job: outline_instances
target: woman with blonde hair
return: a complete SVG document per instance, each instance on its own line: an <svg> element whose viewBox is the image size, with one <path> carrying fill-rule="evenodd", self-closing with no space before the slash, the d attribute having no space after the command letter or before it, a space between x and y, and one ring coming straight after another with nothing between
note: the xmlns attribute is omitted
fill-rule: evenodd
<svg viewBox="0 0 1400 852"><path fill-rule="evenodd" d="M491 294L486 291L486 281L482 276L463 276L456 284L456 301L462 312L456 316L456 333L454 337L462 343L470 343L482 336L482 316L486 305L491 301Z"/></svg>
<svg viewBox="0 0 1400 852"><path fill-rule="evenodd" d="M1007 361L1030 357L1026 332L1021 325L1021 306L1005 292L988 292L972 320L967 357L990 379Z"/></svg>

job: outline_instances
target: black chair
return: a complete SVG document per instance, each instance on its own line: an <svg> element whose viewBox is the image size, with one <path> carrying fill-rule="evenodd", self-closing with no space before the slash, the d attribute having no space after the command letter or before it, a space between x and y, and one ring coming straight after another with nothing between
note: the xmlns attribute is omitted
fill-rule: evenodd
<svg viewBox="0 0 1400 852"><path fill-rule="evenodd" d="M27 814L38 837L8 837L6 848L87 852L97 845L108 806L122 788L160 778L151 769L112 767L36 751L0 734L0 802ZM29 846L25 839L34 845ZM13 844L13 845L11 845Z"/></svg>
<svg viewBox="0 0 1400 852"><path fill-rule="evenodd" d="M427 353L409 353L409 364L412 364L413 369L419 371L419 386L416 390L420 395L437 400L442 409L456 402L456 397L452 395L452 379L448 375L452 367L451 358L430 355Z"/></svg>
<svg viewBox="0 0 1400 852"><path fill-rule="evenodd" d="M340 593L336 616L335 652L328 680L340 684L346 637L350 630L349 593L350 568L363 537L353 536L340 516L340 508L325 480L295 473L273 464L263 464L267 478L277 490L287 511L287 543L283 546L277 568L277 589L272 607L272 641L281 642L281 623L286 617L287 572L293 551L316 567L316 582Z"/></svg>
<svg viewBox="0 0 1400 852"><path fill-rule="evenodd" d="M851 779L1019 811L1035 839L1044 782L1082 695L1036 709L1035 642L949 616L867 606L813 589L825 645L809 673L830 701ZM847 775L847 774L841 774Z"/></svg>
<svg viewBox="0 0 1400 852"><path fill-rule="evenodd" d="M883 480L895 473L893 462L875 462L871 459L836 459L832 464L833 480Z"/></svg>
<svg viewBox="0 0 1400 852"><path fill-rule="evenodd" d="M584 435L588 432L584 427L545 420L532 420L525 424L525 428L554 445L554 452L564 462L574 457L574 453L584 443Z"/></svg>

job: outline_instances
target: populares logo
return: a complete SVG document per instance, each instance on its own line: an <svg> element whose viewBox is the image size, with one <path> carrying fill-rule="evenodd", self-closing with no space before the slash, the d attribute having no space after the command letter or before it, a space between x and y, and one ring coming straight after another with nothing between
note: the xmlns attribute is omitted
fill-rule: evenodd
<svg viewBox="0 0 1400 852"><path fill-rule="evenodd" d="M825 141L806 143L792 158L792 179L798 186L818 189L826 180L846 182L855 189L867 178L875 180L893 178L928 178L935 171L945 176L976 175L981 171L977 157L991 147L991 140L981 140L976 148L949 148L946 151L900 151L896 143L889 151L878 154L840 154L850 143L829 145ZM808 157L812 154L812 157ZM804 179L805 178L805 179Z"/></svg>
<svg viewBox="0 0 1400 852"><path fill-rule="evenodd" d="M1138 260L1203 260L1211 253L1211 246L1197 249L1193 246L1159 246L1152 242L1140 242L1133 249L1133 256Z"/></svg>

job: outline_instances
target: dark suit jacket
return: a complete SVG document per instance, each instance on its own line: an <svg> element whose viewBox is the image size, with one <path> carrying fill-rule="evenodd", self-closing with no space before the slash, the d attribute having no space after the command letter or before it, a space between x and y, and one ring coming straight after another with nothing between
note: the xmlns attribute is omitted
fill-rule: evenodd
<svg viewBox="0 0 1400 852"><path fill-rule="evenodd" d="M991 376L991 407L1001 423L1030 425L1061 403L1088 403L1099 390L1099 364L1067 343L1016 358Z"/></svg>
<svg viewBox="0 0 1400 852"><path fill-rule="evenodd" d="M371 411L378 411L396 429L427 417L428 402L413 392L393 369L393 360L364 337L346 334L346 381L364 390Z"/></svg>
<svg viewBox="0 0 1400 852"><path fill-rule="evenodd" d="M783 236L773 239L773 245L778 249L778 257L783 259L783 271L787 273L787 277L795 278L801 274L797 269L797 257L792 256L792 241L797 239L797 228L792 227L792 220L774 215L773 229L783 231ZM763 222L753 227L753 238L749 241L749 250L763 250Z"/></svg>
▬▬▬▬▬▬▬▬▬▬
*WHAT YOU NEED TO DO*
Swap every occurrence of "job" in the items above for "task", and reproduce the items otherwise unchanged.

*TASK RESULT*
task: outline_instances
target: woman with blonde hair
return: a complete SVG document per instance, each instance on its own line: an <svg> element whose viewBox is the image size, with one <path> carrying fill-rule="evenodd", self-closing with no space before the slash, the d attribute having no space after the command letter or before it, a space between x and y, and one ring coming straight after another with nothing between
note: the xmlns attribute is omitted
fill-rule: evenodd
<svg viewBox="0 0 1400 852"><path fill-rule="evenodd" d="M491 294L486 291L486 281L482 276L463 276L456 284L456 301L462 312L456 316L456 333L454 337L462 343L470 343L482 336L482 316L486 305L491 301Z"/></svg>
<svg viewBox="0 0 1400 852"><path fill-rule="evenodd" d="M1007 361L1030 357L1026 332L1021 325L1021 306L1005 292L988 292L972 320L967 357L990 379Z"/></svg>

task: outline_instances
target: black chair
return: a complete SVG document per instance, each instance on its own line: an <svg> element whose viewBox is the image size, with one <path> carrying fill-rule="evenodd", self-closing with no space before the slash, the d attribute having no space after the command letter or before it, a space between x and y, and one ring coming straight after another with nothing between
note: the xmlns attribute is omitted
fill-rule: evenodd
<svg viewBox="0 0 1400 852"><path fill-rule="evenodd" d="M27 814L38 837L8 837L6 848L87 852L97 845L108 806L122 788L160 778L151 769L112 767L36 751L0 734L0 802ZM29 846L25 839L34 845ZM13 844L13 845L11 845Z"/></svg>
<svg viewBox="0 0 1400 852"><path fill-rule="evenodd" d="M427 353L409 353L409 364L412 364L413 369L419 371L419 386L416 390L420 395L437 400L442 409L456 402L456 397L452 395L452 379L448 375L452 367L451 358L430 355Z"/></svg>
<svg viewBox="0 0 1400 852"><path fill-rule="evenodd" d="M340 593L336 616L335 652L328 680L340 684L346 637L350 630L349 593L350 568L363 537L353 536L340 516L340 508L325 480L295 473L273 464L263 464L267 478L277 490L287 511L287 543L283 546L277 568L277 589L272 607L272 641L281 642L281 623L286 617L287 572L293 551L316 567L316 582Z"/></svg>
<svg viewBox="0 0 1400 852"><path fill-rule="evenodd" d="M851 779L1019 811L1035 839L1044 782L1082 695L1036 709L1035 642L949 616L867 606L813 589L825 645L809 673L830 701ZM847 775L847 774L841 774Z"/></svg>
<svg viewBox="0 0 1400 852"><path fill-rule="evenodd" d="M883 480L895 473L893 462L875 462L871 459L836 459L832 464L833 480Z"/></svg>
<svg viewBox="0 0 1400 852"><path fill-rule="evenodd" d="M584 435L588 432L584 427L545 420L532 420L525 424L525 428L554 445L554 452L564 462L574 457L574 453L584 443Z"/></svg>

task: outline_instances
target: populares logo
return: a complete SVG document per instance, each instance on its own line: an <svg> element whose viewBox is the image size, with one <path> carrying fill-rule="evenodd", self-closing with no space before the slash, the d attribute having no space after the command letter or before it, a space between x and y, and one ring coming straight after another with nothing between
note: the xmlns attribute is omitted
fill-rule: evenodd
<svg viewBox="0 0 1400 852"><path fill-rule="evenodd" d="M825 141L806 143L792 158L792 179L798 186L818 189L826 180L846 182L855 189L867 178L875 180L893 178L928 178L935 171L945 176L976 175L981 171L977 157L991 147L991 140L981 140L976 148L949 148L946 151L900 151L896 143L889 151L878 154L840 154L850 143L829 145ZM808 157L812 154L812 157ZM804 179L805 178L805 179Z"/></svg>
<svg viewBox="0 0 1400 852"><path fill-rule="evenodd" d="M1138 260L1203 260L1211 253L1211 246L1197 249L1193 246L1159 246L1152 242L1140 242L1133 249L1133 256Z"/></svg>

task: outline_instances
target: dark suit jacket
return: a complete SVG document per instance, each instance on its own line: an <svg> element whose viewBox is the image size, with one <path> carrying fill-rule="evenodd", self-closing with no space before the slash, the d attribute having no space after the command letter or before it, a space between x and y, and one ring coming straight after another with nothing between
note: the xmlns attribute is omitted
fill-rule: evenodd
<svg viewBox="0 0 1400 852"><path fill-rule="evenodd" d="M991 376L991 407L1001 423L1030 425L1061 403L1088 403L1099 390L1099 364L1067 343L1016 358Z"/></svg>
<svg viewBox="0 0 1400 852"><path fill-rule="evenodd" d="M371 411L378 411L396 429L427 417L428 402L413 392L393 369L393 360L364 337L346 334L346 381L364 390Z"/></svg>
<svg viewBox="0 0 1400 852"><path fill-rule="evenodd" d="M783 236L773 239L773 245L778 249L778 257L783 259L783 271L787 273L787 277L795 278L801 274L797 269L797 257L792 256L792 241L797 239L797 228L792 227L792 220L774 215L773 229L783 231ZM763 222L753 227L753 238L749 241L749 250L763 250Z"/></svg>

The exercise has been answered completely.